━━━ Study text ━━━

For the recovered population (R), when R (t) → D (t), the rate of removal per unit time is γ, and the number of recovered people moving out at a certain point is γR (t). Then the number of recovered people R (t) is γR A(t) + γRI2(t)-(μ + γ + ε)R-υ2R in the end.

For the dead population, the three main sources of inflow to the dead respectively are asymptomatic patients without treatment, that is A (t) → D (t); symptomatic severe patients after treatment, that is I2(t) → D(t); and sudden death of recovered population, that is R (t) → D (t). Their removal rate is γ, and the number of people per unit time at t is (R + I + A) γ.

━━━ Record set ━━━

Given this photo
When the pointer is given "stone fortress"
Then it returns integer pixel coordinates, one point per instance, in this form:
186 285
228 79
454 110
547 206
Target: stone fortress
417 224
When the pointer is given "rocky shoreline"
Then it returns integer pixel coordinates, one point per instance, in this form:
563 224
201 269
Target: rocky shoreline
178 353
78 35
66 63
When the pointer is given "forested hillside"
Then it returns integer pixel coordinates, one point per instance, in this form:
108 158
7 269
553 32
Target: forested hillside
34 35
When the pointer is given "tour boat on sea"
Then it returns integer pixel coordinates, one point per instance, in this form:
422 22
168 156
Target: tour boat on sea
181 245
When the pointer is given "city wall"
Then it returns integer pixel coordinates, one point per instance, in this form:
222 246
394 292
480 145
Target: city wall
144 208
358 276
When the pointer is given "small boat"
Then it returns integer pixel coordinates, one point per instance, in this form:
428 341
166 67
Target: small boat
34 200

━━━
━━━ Record set ━━━

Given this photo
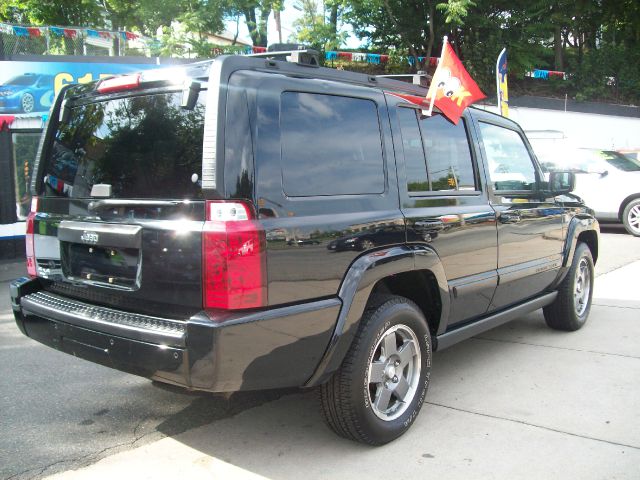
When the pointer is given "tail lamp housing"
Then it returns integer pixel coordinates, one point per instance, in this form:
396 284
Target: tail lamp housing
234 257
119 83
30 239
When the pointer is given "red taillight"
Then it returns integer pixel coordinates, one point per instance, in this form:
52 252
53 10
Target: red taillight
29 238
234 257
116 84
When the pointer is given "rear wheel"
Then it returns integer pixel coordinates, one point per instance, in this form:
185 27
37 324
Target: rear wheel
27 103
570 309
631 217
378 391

━━━

* Exercise directions
Please set down the full passage on the recovered and dead populations again, word for word.

* Task response
For the recovered population (R), when R (t) → D (t), the rate of removal per unit time is γ, and the number of recovered people moving out at a certain point is γR (t). Then the number of recovered people R (t) is γR A(t) + γRI2(t)-(μ + γ + ε)R-υ2R in the end.

For the dead population, the three main sources of inflow to the dead respectively are asymptomatic patients without treatment, that is A (t) → D (t); symptomatic severe patients after treatment, that is I2(t) → D(t); and sudden death of recovered population, that is R (t) → D (t). Their removal rate is γ, and the number of people per unit time at t is (R + I + A) γ.